[Start of Attachment]
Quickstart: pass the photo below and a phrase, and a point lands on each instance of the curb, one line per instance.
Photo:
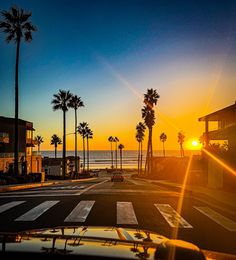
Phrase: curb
(35, 185)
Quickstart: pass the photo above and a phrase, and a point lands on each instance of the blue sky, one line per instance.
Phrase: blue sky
(110, 52)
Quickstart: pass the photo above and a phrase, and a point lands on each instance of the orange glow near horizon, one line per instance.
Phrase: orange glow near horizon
(220, 162)
(181, 197)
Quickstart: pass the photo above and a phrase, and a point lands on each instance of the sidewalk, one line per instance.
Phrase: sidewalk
(13, 187)
(216, 197)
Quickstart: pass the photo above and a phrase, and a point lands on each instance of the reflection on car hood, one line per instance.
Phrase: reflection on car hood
(111, 242)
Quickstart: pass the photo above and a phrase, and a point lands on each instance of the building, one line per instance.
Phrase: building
(29, 161)
(220, 128)
(223, 123)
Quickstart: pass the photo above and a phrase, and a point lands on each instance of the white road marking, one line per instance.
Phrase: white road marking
(172, 217)
(80, 212)
(89, 188)
(125, 213)
(218, 218)
(10, 205)
(37, 211)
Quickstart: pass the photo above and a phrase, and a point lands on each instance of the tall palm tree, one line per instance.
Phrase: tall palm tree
(55, 140)
(75, 103)
(17, 27)
(82, 129)
(121, 146)
(140, 128)
(163, 138)
(38, 140)
(111, 140)
(61, 101)
(89, 135)
(116, 140)
(181, 137)
(148, 114)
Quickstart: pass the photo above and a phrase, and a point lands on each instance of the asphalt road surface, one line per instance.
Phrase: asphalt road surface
(132, 203)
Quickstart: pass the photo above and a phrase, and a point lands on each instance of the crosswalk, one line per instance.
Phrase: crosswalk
(125, 213)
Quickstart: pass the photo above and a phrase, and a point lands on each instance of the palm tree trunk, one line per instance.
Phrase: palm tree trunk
(87, 155)
(111, 157)
(163, 149)
(55, 151)
(83, 154)
(64, 146)
(76, 161)
(138, 158)
(151, 151)
(141, 157)
(16, 147)
(116, 155)
(121, 159)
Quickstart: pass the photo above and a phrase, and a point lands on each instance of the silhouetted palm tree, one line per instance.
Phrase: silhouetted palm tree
(148, 114)
(75, 103)
(181, 137)
(111, 140)
(55, 140)
(89, 135)
(140, 128)
(116, 140)
(82, 129)
(60, 102)
(163, 138)
(17, 26)
(121, 146)
(38, 140)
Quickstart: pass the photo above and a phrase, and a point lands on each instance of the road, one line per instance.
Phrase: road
(132, 203)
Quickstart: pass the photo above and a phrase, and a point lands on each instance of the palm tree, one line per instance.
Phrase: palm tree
(121, 146)
(55, 141)
(17, 27)
(89, 135)
(75, 103)
(148, 114)
(82, 129)
(38, 140)
(140, 128)
(111, 139)
(163, 138)
(181, 137)
(116, 140)
(60, 102)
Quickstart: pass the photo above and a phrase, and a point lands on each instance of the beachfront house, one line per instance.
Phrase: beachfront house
(29, 161)
(220, 129)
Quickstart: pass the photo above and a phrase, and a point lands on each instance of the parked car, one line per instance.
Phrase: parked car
(117, 176)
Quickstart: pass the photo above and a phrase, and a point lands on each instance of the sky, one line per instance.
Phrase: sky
(109, 53)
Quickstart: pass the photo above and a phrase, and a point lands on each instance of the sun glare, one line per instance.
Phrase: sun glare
(194, 144)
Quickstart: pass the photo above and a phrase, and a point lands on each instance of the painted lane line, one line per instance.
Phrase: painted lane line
(218, 218)
(125, 213)
(80, 212)
(37, 211)
(172, 217)
(89, 188)
(10, 205)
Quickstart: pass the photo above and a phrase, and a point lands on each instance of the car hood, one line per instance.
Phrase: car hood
(104, 242)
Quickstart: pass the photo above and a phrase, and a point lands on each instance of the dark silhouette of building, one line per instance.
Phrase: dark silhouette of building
(29, 161)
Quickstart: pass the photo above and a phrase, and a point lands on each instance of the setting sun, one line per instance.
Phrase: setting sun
(193, 144)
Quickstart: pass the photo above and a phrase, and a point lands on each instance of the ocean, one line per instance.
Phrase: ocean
(101, 159)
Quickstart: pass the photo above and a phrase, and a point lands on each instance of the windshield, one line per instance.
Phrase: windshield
(119, 115)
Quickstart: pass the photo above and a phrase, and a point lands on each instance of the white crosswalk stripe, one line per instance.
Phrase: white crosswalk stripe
(125, 213)
(80, 212)
(172, 217)
(37, 211)
(218, 218)
(10, 205)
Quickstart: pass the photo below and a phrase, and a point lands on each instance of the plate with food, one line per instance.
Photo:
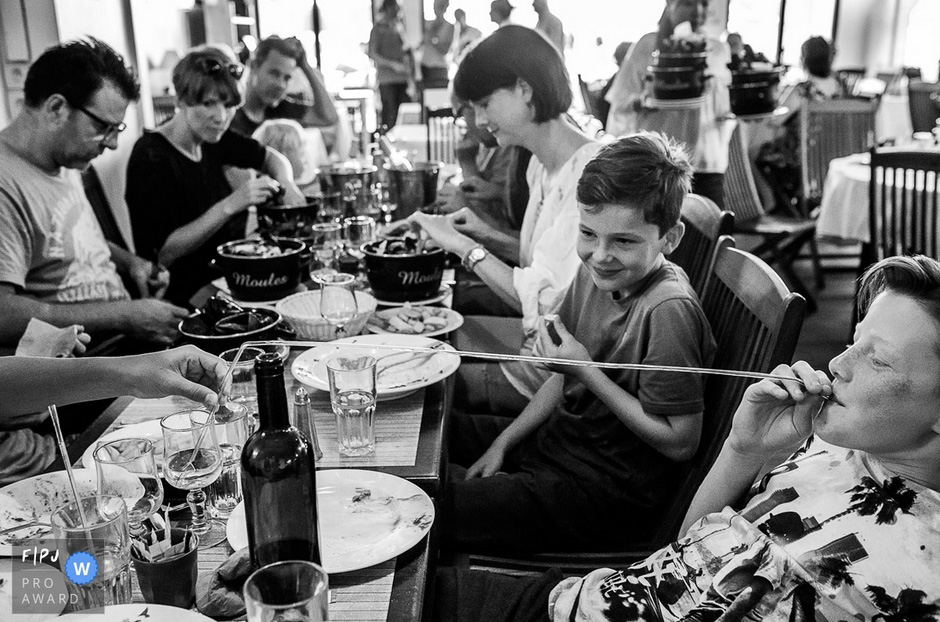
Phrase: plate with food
(29, 503)
(412, 319)
(399, 372)
(366, 518)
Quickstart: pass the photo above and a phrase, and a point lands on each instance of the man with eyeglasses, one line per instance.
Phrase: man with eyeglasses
(55, 264)
(266, 96)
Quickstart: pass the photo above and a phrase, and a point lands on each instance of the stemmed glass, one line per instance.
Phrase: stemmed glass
(126, 468)
(337, 300)
(193, 461)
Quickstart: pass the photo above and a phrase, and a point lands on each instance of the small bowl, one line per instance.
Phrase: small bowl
[End of Attachment]
PROBLEM REQUIREMENTS:
Identify the lines in the entries that hold "below" and return each one.

THE COMPLETED TASK:
Quickstart: pass the photo below and a phrase, and a point lands on each instance of the curb, one line per instance.
Quickstart: pass the photo below and a phrase, and a point lands on each instance of the plate with food, one line per instance.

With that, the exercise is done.